* _TO BE DONE_:
Can you pull every line of text from the rows below, word for word, and reproduce them without the pictures?

## Begin

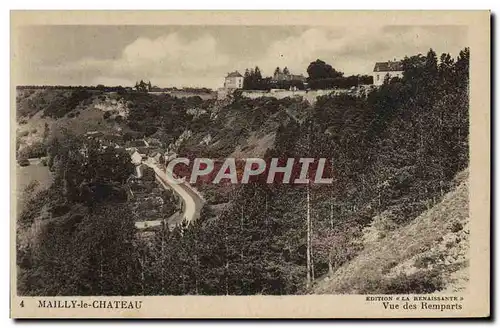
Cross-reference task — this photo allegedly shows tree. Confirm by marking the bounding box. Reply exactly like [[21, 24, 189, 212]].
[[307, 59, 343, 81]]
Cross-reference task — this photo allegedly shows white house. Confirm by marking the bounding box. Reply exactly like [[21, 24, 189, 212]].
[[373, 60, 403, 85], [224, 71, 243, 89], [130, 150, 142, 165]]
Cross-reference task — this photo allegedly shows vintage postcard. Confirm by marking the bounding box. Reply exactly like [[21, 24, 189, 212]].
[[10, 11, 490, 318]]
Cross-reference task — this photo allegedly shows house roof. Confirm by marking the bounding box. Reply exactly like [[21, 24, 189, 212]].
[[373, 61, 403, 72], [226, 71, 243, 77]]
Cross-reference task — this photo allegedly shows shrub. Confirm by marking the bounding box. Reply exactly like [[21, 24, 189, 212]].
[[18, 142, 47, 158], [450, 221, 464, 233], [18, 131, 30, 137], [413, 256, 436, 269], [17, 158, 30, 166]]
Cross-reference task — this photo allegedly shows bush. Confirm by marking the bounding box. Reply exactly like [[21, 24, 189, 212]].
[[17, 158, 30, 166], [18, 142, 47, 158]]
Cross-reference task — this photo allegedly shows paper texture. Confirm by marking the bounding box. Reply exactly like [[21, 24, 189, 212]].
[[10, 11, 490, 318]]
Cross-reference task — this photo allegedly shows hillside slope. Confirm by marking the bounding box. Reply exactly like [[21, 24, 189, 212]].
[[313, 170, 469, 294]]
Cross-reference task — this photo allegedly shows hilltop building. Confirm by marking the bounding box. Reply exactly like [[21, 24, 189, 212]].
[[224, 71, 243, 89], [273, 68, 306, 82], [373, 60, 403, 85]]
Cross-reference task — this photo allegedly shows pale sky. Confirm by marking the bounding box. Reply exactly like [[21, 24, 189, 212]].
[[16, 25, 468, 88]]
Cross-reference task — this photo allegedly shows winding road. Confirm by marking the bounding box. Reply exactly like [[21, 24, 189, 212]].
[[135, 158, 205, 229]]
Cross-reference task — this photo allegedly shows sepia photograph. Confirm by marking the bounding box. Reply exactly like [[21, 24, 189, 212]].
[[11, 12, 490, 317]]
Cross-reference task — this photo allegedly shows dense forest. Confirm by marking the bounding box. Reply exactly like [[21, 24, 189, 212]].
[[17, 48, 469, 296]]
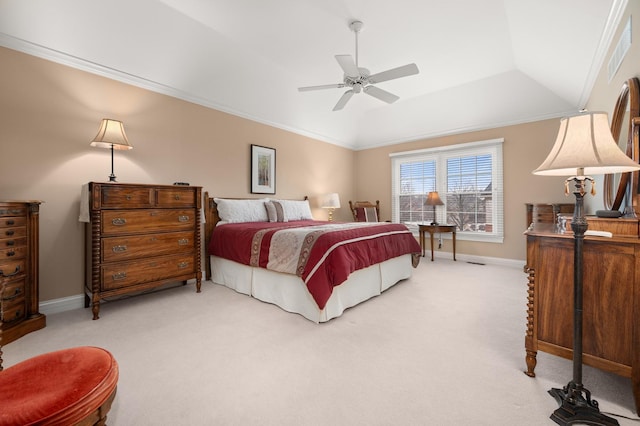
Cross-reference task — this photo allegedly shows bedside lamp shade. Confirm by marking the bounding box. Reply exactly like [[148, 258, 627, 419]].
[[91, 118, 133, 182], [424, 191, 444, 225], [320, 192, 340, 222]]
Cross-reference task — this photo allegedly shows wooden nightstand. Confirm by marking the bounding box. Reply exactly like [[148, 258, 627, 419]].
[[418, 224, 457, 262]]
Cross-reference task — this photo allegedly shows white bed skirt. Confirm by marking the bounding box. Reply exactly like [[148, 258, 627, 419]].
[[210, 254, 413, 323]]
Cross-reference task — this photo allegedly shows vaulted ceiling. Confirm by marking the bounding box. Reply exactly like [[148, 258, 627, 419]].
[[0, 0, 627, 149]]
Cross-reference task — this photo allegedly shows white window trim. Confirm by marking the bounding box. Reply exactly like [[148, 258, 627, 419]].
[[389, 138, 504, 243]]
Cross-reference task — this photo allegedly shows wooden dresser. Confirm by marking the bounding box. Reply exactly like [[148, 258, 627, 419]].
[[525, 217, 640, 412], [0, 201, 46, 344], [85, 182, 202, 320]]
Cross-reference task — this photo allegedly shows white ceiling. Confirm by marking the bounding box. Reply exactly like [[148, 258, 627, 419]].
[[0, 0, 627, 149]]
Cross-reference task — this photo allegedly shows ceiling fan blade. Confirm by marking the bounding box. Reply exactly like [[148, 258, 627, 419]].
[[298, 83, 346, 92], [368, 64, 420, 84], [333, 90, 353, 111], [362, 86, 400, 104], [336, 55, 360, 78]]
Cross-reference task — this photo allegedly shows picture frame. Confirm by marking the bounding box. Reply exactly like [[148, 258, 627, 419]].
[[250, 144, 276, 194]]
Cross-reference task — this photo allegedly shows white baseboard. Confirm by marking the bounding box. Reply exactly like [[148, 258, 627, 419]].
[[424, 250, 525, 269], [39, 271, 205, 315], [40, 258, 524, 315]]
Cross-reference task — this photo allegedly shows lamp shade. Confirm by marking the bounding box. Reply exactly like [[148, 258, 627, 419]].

## End

* _COMPLETE OUTPUT_:
Cross-reference task — this photo allegedly shows tree. Confirm by marking the bounding box. Reply exactly like [[21, 24, 189, 212]].
[[307, 59, 343, 81]]
Cross-reference task — this photo allegedly shows white house. Confirm by marking the bounding box. Reply exactly like [[21, 24, 189, 212]].
[[373, 60, 403, 85], [224, 71, 243, 89], [130, 150, 142, 165]]
Cross-reference task — this photo allegedly shows vintage postcard. Confirm by marking the bounding box. Reply exactly like [[21, 24, 189, 212]].
[[10, 11, 490, 318]]
Cross-reference task — this photo allegedly shows house roof. Confirm by marking the bounding box. Reply exactly like [[21, 24, 189, 212]].
[[373, 61, 403, 72], [226, 71, 243, 77]]
Cross-reference task — this photo allegedly shows shrub. Confirm by marking the bounding box. Reply exactly like [[21, 24, 189, 212]].
[[18, 142, 47, 158], [450, 221, 464, 233], [18, 131, 30, 137], [413, 256, 436, 269], [17, 158, 30, 166]]
Cross-reference task — this photo allegedly shows bush. Confirm by marking the bounding box. Reply exactly like [[21, 24, 189, 212]].
[[17, 158, 30, 166], [18, 142, 47, 158]]
Cross-reference task — this photo allegedly shows paper texture. Confirm by marking the bounding box. Reply exactly like [[21, 24, 189, 212]].
[[10, 11, 490, 318]]
Cross-reference task — this photo allegedly shows hillside slope. Confirm by marking the bounding box. Reply exactly like [[21, 24, 189, 212]].
[[313, 170, 469, 294]]
Cross-reference task — this photo allegedly shows hilltop building. Confirm by marking the bounding box. Reply exactly like [[21, 24, 189, 212]].
[[224, 71, 243, 89], [273, 68, 306, 82], [373, 60, 403, 85]]
Cross-reference task — this photo allegedly shows pale sky. Confirm by marking the bounding box. Reply exactly like [[21, 24, 189, 212]].
[[16, 25, 468, 88]]
Cross-reference task — this photo allegedly shows winding road. Confirm by marking the bounding box. Reply exactly like [[21, 24, 189, 212]].
[[135, 158, 205, 229]]
Cross-reference task — this photo allegedly shows sepia photograph. Confirm by marking the bounding box. Reply exactly like [[21, 24, 189, 212]].
[[11, 12, 490, 317]]
Cross-reference task — this photo allegedly shows dense forest. Confirm by marking the bounding box. Reply exactly like [[21, 24, 189, 212]].
[[17, 48, 469, 296]]
Cross-reference task — this photo allegedly shows bedside lamp shade. Confirm by marking the bounding box. Reply exactly like [[148, 258, 627, 419]].
[[91, 118, 133, 182], [424, 191, 444, 225], [320, 192, 340, 222]]
Cross-reference task — this photo allegedly shows wooden nightstand. Confirm by marking the bounding box. Reply exactly like [[148, 258, 627, 419]].
[[418, 224, 457, 262]]
Cross-reference task — this photo allegedly shows white bed skirt. Confirm by marking the bounding box. Reply exactly like [[148, 258, 627, 419]].
[[210, 254, 413, 323]]
Cross-reference task — this photo allegedly shows vaulted ceiling. Confirm by marking the bounding box. Reply exactly like [[148, 258, 627, 419]].
[[0, 0, 627, 149]]
Cross-reference task — this photo allegedly shows white window trim. Confirm by marking the bounding box. Reply exactly like [[148, 258, 627, 419]].
[[389, 138, 504, 243]]
Cross-reference task — this photo allegedly shows wooden dresser. Confirm by marking the bounding box. Reply exactly like [[148, 258, 627, 419]].
[[525, 217, 640, 412], [0, 201, 46, 344], [85, 182, 202, 320]]
Cross-reference task — this photo allegedly shows white ceiling. Confirm by marking the bounding box. Reply exactly like [[148, 258, 627, 419]].
[[0, 0, 627, 149]]
Cross-reference task — this photo allegedly shows ceiling fan blade. Confirm by marking the bounding box. Reply exactly like [[148, 258, 627, 419]].
[[298, 83, 346, 92], [368, 64, 420, 84], [333, 90, 353, 111], [362, 86, 400, 104], [336, 55, 360, 78]]
Cross-reference task — this photo allegedly shows picture frame. Confirm by marking the bounding box. Reply exactly like [[148, 258, 627, 419]].
[[250, 144, 276, 194]]
Cross-reference task — this photo allegedly shows white baseboard. Confirm by marking the bounding box. Reply exactly like [[148, 258, 627, 419]].
[[424, 250, 525, 269], [39, 271, 205, 315], [40, 258, 524, 315]]
Cross-reference task — this photo allegedly shows lamp shade. Confirm by marking the bounding box. Reply exactly like [[148, 258, 627, 419]].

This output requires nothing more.